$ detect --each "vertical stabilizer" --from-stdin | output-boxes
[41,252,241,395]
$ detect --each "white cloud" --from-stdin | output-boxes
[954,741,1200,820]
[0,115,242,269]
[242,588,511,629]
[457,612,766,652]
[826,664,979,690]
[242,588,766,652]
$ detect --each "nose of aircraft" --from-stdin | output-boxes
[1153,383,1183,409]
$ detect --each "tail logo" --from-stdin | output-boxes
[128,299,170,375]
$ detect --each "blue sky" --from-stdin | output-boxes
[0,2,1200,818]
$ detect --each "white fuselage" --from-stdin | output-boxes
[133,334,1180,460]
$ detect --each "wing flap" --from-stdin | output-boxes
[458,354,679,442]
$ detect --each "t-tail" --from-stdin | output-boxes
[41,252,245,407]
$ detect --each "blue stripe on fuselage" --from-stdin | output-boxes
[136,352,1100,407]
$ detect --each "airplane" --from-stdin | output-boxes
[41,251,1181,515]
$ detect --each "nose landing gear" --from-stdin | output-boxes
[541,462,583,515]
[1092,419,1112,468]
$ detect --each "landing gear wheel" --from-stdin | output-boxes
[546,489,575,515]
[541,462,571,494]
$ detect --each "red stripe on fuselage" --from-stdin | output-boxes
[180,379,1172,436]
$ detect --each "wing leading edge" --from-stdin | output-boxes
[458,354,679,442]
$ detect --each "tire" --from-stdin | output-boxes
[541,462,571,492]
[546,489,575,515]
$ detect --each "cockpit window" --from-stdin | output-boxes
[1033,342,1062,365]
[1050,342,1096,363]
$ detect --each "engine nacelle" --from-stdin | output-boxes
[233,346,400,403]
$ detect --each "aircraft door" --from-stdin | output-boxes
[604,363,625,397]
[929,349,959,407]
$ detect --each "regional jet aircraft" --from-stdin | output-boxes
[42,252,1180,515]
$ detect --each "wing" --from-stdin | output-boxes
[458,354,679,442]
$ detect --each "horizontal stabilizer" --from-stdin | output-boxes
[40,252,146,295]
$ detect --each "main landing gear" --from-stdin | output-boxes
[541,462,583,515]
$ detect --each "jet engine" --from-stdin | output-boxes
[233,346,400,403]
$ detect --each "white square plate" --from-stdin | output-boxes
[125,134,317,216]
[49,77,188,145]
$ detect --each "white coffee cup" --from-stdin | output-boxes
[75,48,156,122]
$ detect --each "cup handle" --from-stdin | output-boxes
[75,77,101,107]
..............................
**Work instructions**. Echo every line of the listing above without changing anything.

**Response**.
$ detect --each "vertical stabilizer" --from-stdin | output-boxes
[41,252,241,395]
$ detect --each "white cloud" --from-stdin | output-boxes
[954,741,1200,820]
[0,115,242,269]
[242,588,511,629]
[457,612,766,652]
[826,664,979,690]
[242,588,766,652]
$ detect --each "nose of aircraft" --from-stdin | output-boxes
[1153,383,1183,409]
$ detect --each "tail logo" --from-stdin | output-boxes
[128,299,170,375]
$ detect --each "blue sky" --from-stdin | output-boxes
[0,2,1200,818]
$ detect --each "white fuselage" --from-stdin | output-boxes
[133,334,1180,460]
$ detect --each "wing flap" --from-stdin | output-boxes
[458,354,679,442]
$ detect --each "t-tail" --from-stdin | output-boxes
[41,252,245,407]
$ detect --each "blue stripe on fuselage" --from-stdin | output-boxes
[136,352,1100,407]
$ detect --each "airplane" --from-stdin | output-boxes
[41,251,1181,515]
$ detect --each "nose landing gear" --from-stdin | output-boxes
[541,462,583,515]
[1092,419,1112,468]
$ detect --each "landing gear wheel" --from-stdin | output-boxes
[546,489,575,515]
[541,462,571,494]
$ detect --each "red stripe on fuselage" --from-stdin | output-boxes
[180,379,1172,436]
$ detect --each "wing leading edge" --from-stdin | output-boxes
[458,354,679,442]
$ detect --each "tire" --from-stdin | output-boxes
[541,462,571,492]
[546,489,575,515]
$ detect --each "cockpit window" --from-stdin | output-boxes
[1033,342,1062,365]
[1050,342,1096,363]
$ detect --each "engine nacelle" --from-stdin | output-boxes
[233,346,400,403]
$ detect --each "aircraft door" --from-stdin | output-boxes
[604,363,625,397]
[929,349,959,407]
$ detect --each "regional jet aircraft" --from-stdin | output-boxes
[42,252,1180,515]
$ detect --each "wing" --from-stdin | output-boxes
[458,354,679,442]
$ detect --each "horizontal stabilizer" --from-stdin | output-boxes
[40,252,146,295]
$ detect --each "main landing gear" --from-stdin | output-boxes
[541,462,583,515]
$ detect --each "jet engine" --from-stdin | output-boxes
[233,346,400,403]
$ detect --each "white square plate" --from-stdin | output-boxes
[125,134,317,216]
[49,77,188,145]
$ detect --each "white coffee cup" --from-stdin | output-boxes
[75,48,156,122]
$ detect --each "cup handle" --from-stdin | output-boxes
[75,77,101,107]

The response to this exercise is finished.